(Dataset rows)
• • • • •
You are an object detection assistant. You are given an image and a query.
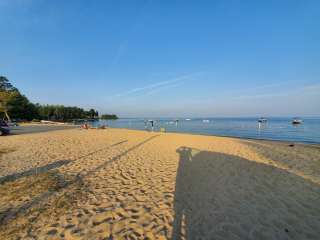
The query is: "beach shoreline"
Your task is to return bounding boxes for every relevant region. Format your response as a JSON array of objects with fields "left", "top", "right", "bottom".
[{"left": 0, "top": 128, "right": 320, "bottom": 239}]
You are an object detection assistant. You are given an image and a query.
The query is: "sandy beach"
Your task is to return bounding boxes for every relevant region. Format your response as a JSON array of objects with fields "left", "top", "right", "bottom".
[{"left": 0, "top": 126, "right": 320, "bottom": 240}]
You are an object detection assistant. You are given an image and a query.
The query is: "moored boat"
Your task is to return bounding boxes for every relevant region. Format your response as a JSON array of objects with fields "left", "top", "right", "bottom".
[
  {"left": 291, "top": 118, "right": 303, "bottom": 125},
  {"left": 258, "top": 118, "right": 268, "bottom": 123}
]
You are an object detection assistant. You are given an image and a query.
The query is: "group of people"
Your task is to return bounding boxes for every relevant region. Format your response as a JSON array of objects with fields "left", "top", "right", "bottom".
[{"left": 80, "top": 123, "right": 107, "bottom": 130}]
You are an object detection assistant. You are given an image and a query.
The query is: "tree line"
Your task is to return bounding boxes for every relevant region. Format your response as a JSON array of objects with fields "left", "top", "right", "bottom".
[{"left": 0, "top": 76, "right": 118, "bottom": 121}]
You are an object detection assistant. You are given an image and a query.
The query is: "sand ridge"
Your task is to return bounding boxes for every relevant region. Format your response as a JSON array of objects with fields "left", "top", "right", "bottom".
[{"left": 0, "top": 129, "right": 320, "bottom": 239}]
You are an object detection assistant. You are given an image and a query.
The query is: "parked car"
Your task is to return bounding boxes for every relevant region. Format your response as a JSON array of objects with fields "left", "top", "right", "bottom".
[{"left": 0, "top": 120, "right": 10, "bottom": 136}]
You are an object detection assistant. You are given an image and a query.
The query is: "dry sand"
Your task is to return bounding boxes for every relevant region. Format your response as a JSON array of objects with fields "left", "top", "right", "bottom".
[{"left": 0, "top": 129, "right": 320, "bottom": 239}]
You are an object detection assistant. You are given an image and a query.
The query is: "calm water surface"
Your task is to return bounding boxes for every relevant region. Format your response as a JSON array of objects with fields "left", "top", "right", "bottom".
[{"left": 90, "top": 118, "right": 320, "bottom": 143}]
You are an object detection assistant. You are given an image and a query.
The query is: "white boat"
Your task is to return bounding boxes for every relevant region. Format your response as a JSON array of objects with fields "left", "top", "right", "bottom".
[
  {"left": 258, "top": 118, "right": 268, "bottom": 123},
  {"left": 292, "top": 118, "right": 303, "bottom": 124}
]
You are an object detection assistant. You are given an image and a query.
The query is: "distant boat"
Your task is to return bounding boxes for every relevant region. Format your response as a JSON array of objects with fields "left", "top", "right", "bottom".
[
  {"left": 291, "top": 118, "right": 303, "bottom": 125},
  {"left": 258, "top": 118, "right": 268, "bottom": 123}
]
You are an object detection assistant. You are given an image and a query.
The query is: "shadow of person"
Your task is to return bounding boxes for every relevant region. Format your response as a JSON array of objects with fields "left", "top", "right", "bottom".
[{"left": 172, "top": 147, "right": 320, "bottom": 239}]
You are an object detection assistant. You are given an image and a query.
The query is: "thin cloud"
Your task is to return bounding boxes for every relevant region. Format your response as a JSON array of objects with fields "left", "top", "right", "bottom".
[{"left": 113, "top": 73, "right": 199, "bottom": 97}]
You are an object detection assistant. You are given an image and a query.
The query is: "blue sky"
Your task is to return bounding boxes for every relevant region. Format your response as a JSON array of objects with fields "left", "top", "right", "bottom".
[{"left": 0, "top": 0, "right": 320, "bottom": 117}]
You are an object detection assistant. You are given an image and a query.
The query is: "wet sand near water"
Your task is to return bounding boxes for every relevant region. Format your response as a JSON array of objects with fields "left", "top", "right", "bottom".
[{"left": 0, "top": 129, "right": 320, "bottom": 239}]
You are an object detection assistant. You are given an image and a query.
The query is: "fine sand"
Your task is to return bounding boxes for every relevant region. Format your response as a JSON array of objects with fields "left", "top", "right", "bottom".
[{"left": 0, "top": 129, "right": 320, "bottom": 240}]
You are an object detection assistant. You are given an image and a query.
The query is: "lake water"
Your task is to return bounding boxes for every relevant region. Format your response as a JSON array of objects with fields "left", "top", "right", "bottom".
[{"left": 89, "top": 118, "right": 320, "bottom": 143}]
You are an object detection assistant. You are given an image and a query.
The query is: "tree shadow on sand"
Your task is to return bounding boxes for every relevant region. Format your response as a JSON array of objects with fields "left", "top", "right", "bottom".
[{"left": 172, "top": 147, "right": 320, "bottom": 239}]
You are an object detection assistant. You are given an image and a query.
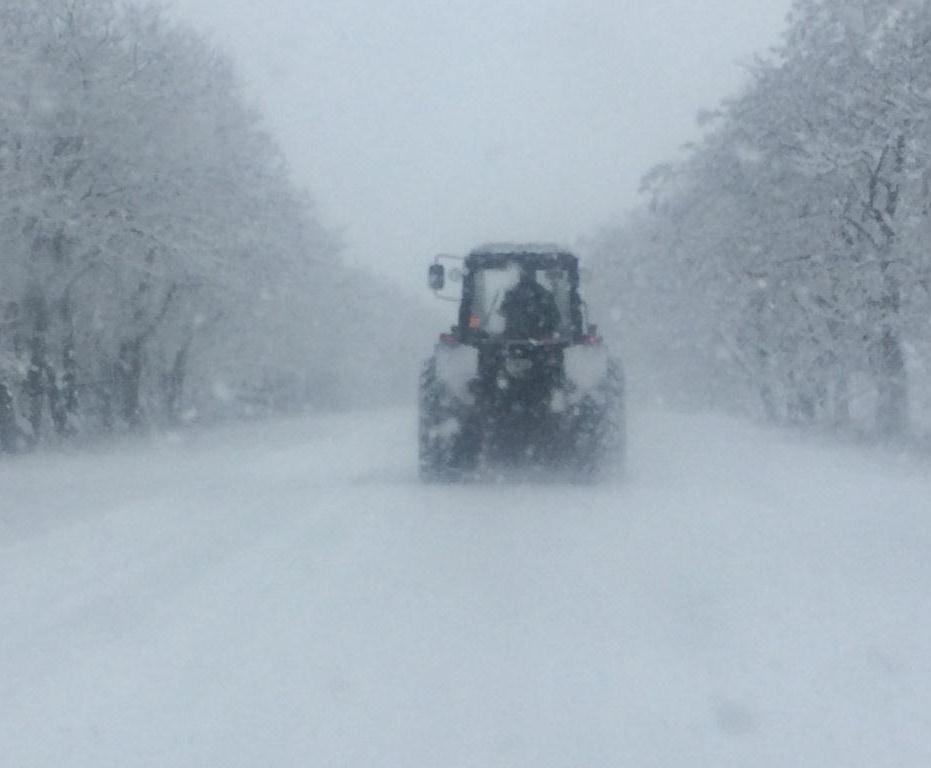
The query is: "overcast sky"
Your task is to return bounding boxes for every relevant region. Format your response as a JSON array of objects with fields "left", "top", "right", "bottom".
[{"left": 172, "top": 0, "right": 790, "bottom": 282}]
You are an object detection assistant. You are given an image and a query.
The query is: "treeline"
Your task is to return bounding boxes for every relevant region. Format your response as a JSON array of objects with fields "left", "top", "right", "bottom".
[
  {"left": 0, "top": 0, "right": 372, "bottom": 451},
  {"left": 593, "top": 0, "right": 931, "bottom": 438}
]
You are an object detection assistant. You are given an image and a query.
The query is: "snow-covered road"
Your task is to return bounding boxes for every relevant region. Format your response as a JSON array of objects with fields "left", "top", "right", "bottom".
[{"left": 0, "top": 411, "right": 931, "bottom": 768}]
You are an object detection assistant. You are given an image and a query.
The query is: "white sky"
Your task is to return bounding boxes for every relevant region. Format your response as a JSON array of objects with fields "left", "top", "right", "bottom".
[{"left": 164, "top": 0, "right": 790, "bottom": 284}]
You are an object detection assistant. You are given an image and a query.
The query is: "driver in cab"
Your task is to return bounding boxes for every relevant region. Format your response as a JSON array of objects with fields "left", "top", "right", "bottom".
[{"left": 501, "top": 265, "right": 560, "bottom": 339}]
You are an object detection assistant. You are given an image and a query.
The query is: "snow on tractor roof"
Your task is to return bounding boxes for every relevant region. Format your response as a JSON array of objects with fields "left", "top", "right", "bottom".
[{"left": 469, "top": 243, "right": 571, "bottom": 256}]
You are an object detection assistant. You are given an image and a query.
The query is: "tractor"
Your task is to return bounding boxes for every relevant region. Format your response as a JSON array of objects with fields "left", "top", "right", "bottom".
[{"left": 419, "top": 245, "right": 625, "bottom": 482}]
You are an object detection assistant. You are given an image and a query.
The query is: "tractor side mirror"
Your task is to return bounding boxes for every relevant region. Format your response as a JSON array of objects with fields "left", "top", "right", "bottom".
[{"left": 427, "top": 264, "right": 446, "bottom": 291}]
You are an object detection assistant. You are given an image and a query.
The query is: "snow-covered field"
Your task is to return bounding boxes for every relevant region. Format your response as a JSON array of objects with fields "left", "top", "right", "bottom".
[{"left": 0, "top": 411, "right": 931, "bottom": 768}]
• • • • •
WHAT IS BEING ASKED: Filter the data above, copying out every line that contains the string "white". The match is case-sensitive.

ANSWER TO THE PROBLEM:
The query is: "white boat"
The query is: "white sky"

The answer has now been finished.